◆ WORK ITEM: Reproduce each entry below exactly, without omitting any.

◆ TASK INPUT:
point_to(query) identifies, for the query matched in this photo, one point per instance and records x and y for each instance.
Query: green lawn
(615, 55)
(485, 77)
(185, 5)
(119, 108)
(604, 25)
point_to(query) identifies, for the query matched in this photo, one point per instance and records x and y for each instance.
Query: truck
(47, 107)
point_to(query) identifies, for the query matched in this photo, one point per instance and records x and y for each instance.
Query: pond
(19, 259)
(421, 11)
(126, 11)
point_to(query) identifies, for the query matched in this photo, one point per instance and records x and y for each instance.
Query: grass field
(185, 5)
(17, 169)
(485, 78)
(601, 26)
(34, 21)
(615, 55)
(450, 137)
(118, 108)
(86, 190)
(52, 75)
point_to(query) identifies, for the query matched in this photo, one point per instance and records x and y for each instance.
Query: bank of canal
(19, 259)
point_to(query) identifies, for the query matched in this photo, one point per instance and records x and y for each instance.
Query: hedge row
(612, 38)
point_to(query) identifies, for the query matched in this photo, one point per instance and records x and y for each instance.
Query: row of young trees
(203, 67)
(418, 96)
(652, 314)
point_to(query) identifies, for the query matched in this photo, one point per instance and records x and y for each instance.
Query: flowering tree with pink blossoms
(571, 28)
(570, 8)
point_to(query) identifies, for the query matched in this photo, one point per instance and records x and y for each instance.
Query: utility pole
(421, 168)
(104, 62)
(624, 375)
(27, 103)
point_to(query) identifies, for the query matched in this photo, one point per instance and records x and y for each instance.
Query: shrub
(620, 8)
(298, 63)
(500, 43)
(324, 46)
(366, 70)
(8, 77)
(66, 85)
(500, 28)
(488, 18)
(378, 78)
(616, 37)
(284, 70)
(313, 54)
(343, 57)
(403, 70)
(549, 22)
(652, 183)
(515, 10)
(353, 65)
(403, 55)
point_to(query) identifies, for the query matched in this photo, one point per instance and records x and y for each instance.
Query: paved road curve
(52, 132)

◆ RESPONSE TO THE EXERCISE:
point_to(query) identifies, for the query matched in this photo, one point per instance and records x and y for each instance.
Query: green lawn
(615, 55)
(485, 77)
(185, 5)
(119, 108)
(604, 25)
point_to(query) identifies, for the query matched in this photo, one point per instance and records x and y for each instance.
Query: truck
(47, 107)
point_to(query) identifies, for the query matched in this photo, one point per instance and records x and y for each instance.
Query: pond
(19, 259)
(421, 11)
(126, 11)
point_to(query) identifies, for the query matched in this photo, one point per instance and records x and y for each instance.
Query: grass field
(185, 5)
(17, 169)
(485, 78)
(601, 26)
(34, 21)
(615, 55)
(450, 137)
(118, 108)
(86, 190)
(52, 75)
point_to(query) identifies, for the query matched in this photo, one point per instance and records x and y for each instance.
Query: bank of canal
(19, 259)
point_to(query) identifies, for the query matched in this photo, one point per instance and records x and y for each instance.
Query: hedge row
(612, 38)
point_to(query) identifies, for the query matched in this photo, one point per instance and records x and y for each instance.
Query: row of young trees
(203, 67)
(418, 96)
(652, 314)
point_to(query) identifies, for the query matched in this photo, one point per instance and records x and y for each instance.
Query: flowering tree with pink blossoms
(571, 28)
(570, 8)
point_to(query) identifies, for the query matched in this photo, one point per instance and records x and y for each instance.
Query: utility pole
(421, 168)
(104, 62)
(624, 375)
(27, 103)
point_to(query) identifies, for the query matched in this photo, one point per instance and records x and y for each instance.
Query: shrub
(620, 8)
(298, 63)
(500, 43)
(324, 46)
(366, 70)
(8, 77)
(66, 85)
(500, 28)
(488, 18)
(378, 78)
(616, 37)
(284, 70)
(313, 54)
(343, 57)
(403, 70)
(549, 22)
(652, 183)
(515, 10)
(353, 65)
(403, 55)
point_to(query) identifies, for the query matched in this photo, one point per instance and records x and y for each instance.
Query: paved road curve
(52, 132)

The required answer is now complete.